ВЫБРАННЫЙ ОТРЫВОК
━━━━━━━━━━━━━━━━
После смерти его все переменилось. Екатерина управлять не могла, тяжесть бремени правления и ответственность теперь ложились на «принципалов», которые, вроде бы дружно поначалу взявшись за тяжкое бревно власти, несли его с разной степенью усердия и напряжения, ссорились и подсиживали друг друга. Реформы не были завершены, и, стоя в недостроенном Петропавловском соборе в тот момент, когда гроб с телом Петра ставили в крошечную часовню (из которой его перенесли в подготовленную гробницу лишь в 1731 году), они имели перед собой поразительную аллегорическую картину состояния страны в момент смерти Петра: великолепная гигантская колокольня с ангелом на шпиле возносилась на головокружительную высоту, а стены по всему периметру огромного собора были не выше человеческого роста. Но если блестящий зодчий итальянец Доменико Трезини имел утвержденный царем план строительства кафедрального собора и знал наверняка, что и когда делать, то блестящая свита Петра не получила от покойного императора ни указаний, ни советов, никакого плана того, что необходимо предпринять.

Собственно, и сам Петр не имел никогда разработанных планов реформ: у него были, как правило, только наметки конкретных преобразований; во многом он руководствовался интуицией, пониманием общих задач, анализом развития тех или иных заданных им же процессов, а нередко действовал бессистемно, не считая при этом необходимым что‑либо объяснять. Вместе с ним умерла и та грандиозная лаборатория мысли, которая одна долгие годы определяла всё и вся в стране. Осиротевшим «птенцам» приходилось брести неизведанными дорогами, на свой страх и риск, часто исходя в политике из обстоятельств, а не задуманных планов. И хотя Меншиков с первых дней царствования Екатерины I был признанным лидером правительства, не встречая особого сопротивления среди правящей верхушки, он не обладал ни широтой, ни масштабностью мышления Петра, он не овладел даже его приемами управления, чтобы хотя бы имитировать продолжение прежнего курса, да и, по‑видимому, не особенно стремился к этому жизнь выдвигала на повестку дня десятки срочных проблем, требовавших внимания и решения. Политика, как известно, есть результирующая различных разнородных факторов, подводных течений, не учитывать которые при прокладке курса государственного корабля невозможно, рискуя иначе посадить его на мель. Теперь самое время сказать об этих факторах.
━━━━━━━━━━━━━━━━
ПИСЬМЕННОЕ ЗАДАНИЕ
Продолжите приведенный выше отрывок о положении страны после смерти Петра I, начав сразу после его последнего предложения.

ИСХОДНЫЕ ДАННЫЕ
━━━━━━━━━━━━━━━━
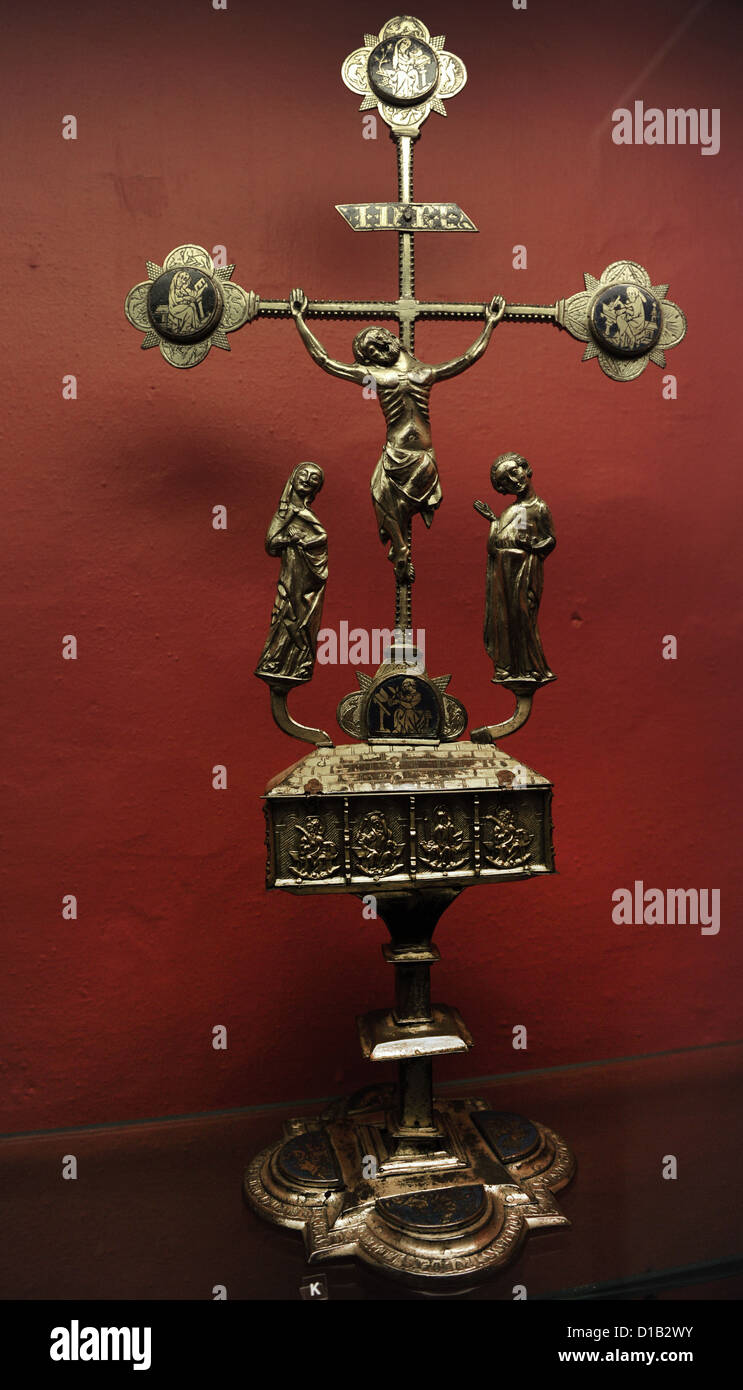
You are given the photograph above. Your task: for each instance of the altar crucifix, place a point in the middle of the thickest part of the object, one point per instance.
(428, 1190)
━━━━━━━━━━━━━━━━
ОТВЕТ НА ЗАДАНИЕ
Оказавшись у власти, Меншиков и другие столкнулись с серьезными внутриполитическими проблемами, назревавшими задолго до смерти Петра. 1725 год был, в сущности, лишь вторым мирным годом петровского царствования, – с 1695 года почти непрерывно тянулись войны: Турецкую сменила Северная, а Северную – Персидская. Страна переживала довольно тяжелый послевоенный кризис – прямое следствие перенапряжения народного хозяйства в годы войны. Он проявился в росте недоимок в платежах как старой подворной, так и особенно новой – подушной – подати, в усилении бегства крестьян, в явном недовольстве различных слоев общества. Особенно тяжелы были финансовые дела. Армия постоянно поглощала большую часть поступлений, и все равно денег ей не хватало. Общая сумма недоимок с 1720‑го по начало 1726 года достигла, по подсчетам Военной коллегии, 3,5 миллиона рублей при ежегодном подушном окладе в 4 миллиона. Было очевидно, что разорение как следствие войн и реформ имело хронический характер. Оно усугубилось в первые мирные годы страшным народным бедствием – неурожаями, голодом. В 1721–1724 годах резко подскочили цены на хлеб, возросла смертность населения. Особую известность получила история о смерти от голода множества людей в Пошехонском уезде в 1723 году. Подполковник Трайден, отправленный в Пошехонье с ревизией, сообщал, что «явились от хлебного недороду и питающихся травами померло разных помещиков дворовых людей и крестьян» около 5,5 тысячи душ, то есть 11% мужчин, положенных по уезду в подушную подать. Трайден писал также, что в 1724 году крестьяне пекли хлеб: «1) из одной травы вахты и пихты, 2) из одной мякины, 3) из житной и овсяной мякины с соломою, 4) из лесного моху». Подобные сообщения, приходившие из разных мест, побудили Петра прибегнуть к крайней мере – конфискации излишков хлеба у помещиков для раздачи голодающим крестьянам. Ситуация мало в чем изменилась и в год смерти царя.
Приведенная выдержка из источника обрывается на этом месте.